> [Set exercise]: All of the lines below are to be printed again exactly; images are excluded from the output.

> [Data shown]:
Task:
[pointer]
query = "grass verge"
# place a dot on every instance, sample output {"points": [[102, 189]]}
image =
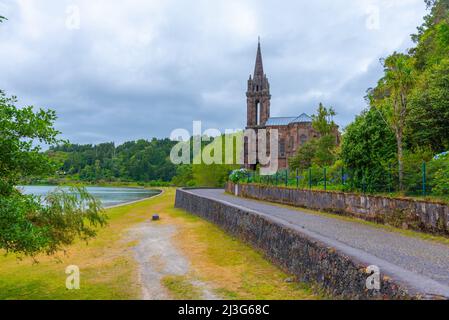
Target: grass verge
{"points": [[229, 267]]}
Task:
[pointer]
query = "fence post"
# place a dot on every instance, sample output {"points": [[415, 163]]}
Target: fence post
{"points": [[390, 178], [325, 179], [363, 184], [297, 178], [424, 179], [310, 178]]}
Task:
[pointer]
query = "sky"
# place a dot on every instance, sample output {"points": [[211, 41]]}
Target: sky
{"points": [[124, 70]]}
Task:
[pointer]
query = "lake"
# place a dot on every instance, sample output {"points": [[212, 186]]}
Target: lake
{"points": [[109, 196]]}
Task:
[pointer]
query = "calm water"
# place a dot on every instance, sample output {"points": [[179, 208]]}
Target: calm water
{"points": [[108, 196]]}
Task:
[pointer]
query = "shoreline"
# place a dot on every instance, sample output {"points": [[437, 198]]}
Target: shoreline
{"points": [[135, 201]]}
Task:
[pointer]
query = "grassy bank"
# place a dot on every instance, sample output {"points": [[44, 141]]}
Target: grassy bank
{"points": [[108, 270]]}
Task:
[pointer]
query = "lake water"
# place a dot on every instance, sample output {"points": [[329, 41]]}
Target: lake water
{"points": [[109, 196]]}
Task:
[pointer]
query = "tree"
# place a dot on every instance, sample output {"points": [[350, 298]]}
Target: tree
{"points": [[391, 97], [323, 121], [29, 225], [428, 120], [319, 151], [368, 147]]}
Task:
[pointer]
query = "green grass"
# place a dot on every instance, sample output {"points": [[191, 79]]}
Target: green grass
{"points": [[181, 288], [229, 267], [409, 233]]}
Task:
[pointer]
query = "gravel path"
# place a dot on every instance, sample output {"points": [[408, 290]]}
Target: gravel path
{"points": [[158, 257], [418, 263]]}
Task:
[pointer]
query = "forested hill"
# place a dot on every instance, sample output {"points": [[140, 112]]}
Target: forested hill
{"points": [[140, 161]]}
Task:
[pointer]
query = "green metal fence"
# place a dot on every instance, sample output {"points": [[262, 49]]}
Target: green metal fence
{"points": [[419, 179]]}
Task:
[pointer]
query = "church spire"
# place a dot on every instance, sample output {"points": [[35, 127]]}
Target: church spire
{"points": [[258, 69]]}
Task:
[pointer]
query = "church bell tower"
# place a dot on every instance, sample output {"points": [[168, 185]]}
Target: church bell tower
{"points": [[258, 95]]}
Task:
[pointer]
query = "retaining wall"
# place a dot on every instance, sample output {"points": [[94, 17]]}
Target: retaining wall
{"points": [[309, 260], [404, 213]]}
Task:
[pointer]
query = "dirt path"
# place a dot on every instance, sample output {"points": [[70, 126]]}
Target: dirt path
{"points": [[158, 257]]}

> [Complete output]:
Task:
[pointer]
query = "grass verge"
# place a dot on every instance, sample output {"points": [[102, 189]]}
image =
Target: grass verge
{"points": [[229, 267]]}
Task:
[pointer]
query = "fence post"
# place a dot on every instance, sample output {"points": [[415, 163]]}
Target: fence post
{"points": [[390, 178], [325, 179], [363, 184], [297, 178], [424, 179], [310, 178]]}
Task:
[pointer]
query = "sky"
# place a dot on every instance, sample output {"points": [[211, 41]]}
Target: sky
{"points": [[124, 70]]}
Task:
[pointer]
query = "lake"
# place a dot on every instance, sample output {"points": [[212, 186]]}
Target: lake
{"points": [[109, 196]]}
Task:
[pointer]
query = "calm water"
# place a dot on every instance, sample output {"points": [[179, 208]]}
Target: calm water
{"points": [[108, 196]]}
Task:
[pointer]
query = "shoreline"
# place a dot on every instance, sample output {"points": [[437, 198]]}
Target: shoreline
{"points": [[135, 201]]}
Task:
[pointer]
query = "grassy bank"
# place a dot on every instance, sample output {"points": [[44, 141]]}
Target: grassy bank
{"points": [[108, 270]]}
Task:
[pointer]
query = "lake water"
# place a dot on every instance, sample output {"points": [[329, 41]]}
Target: lake water
{"points": [[109, 196]]}
Task:
[pointer]
query = "tree"
# place a dot on every instance, sample output {"points": [[350, 298]]}
Target: tree
{"points": [[391, 97], [323, 121], [29, 225], [428, 120], [319, 151], [368, 147]]}
Task:
[pointer]
query = "green grass"
# place a dot on every instance, sample output {"points": [[191, 79]]}
Target: green grass
{"points": [[181, 288], [229, 267], [409, 233]]}
Task:
[pointer]
query = "gravel path"
# place a dot on every instance, sample output {"points": [[408, 290]]}
Target: gravel path
{"points": [[158, 257], [418, 263]]}
Task:
[pointer]
query = "forested hill"
# place a dot on every instance, sample output {"points": [[140, 112]]}
Target: forested hill
{"points": [[140, 161]]}
Task:
[pointer]
query = "green metal fence"
# place a dot on every instance, sample output {"points": [[262, 49]]}
Target: green metal fence
{"points": [[419, 179]]}
Task:
[pointer]
query = "church spire"
# place a dot on every instance, sample output {"points": [[35, 127]]}
Target: church spire
{"points": [[258, 69]]}
Task:
[pointer]
query = "church bell tower"
# place a dot on every instance, sample output {"points": [[168, 185]]}
Target: church bell tower
{"points": [[258, 95]]}
Task:
[pointer]
query = "retaining wall"
# place a dot on every instance, sample output {"points": [[94, 17]]}
Target: retaining wall
{"points": [[309, 260], [404, 213]]}
Task:
[pointer]
query = "dirt path"
# place a dot on every instance, sample output {"points": [[70, 126]]}
Target: dirt path
{"points": [[158, 257]]}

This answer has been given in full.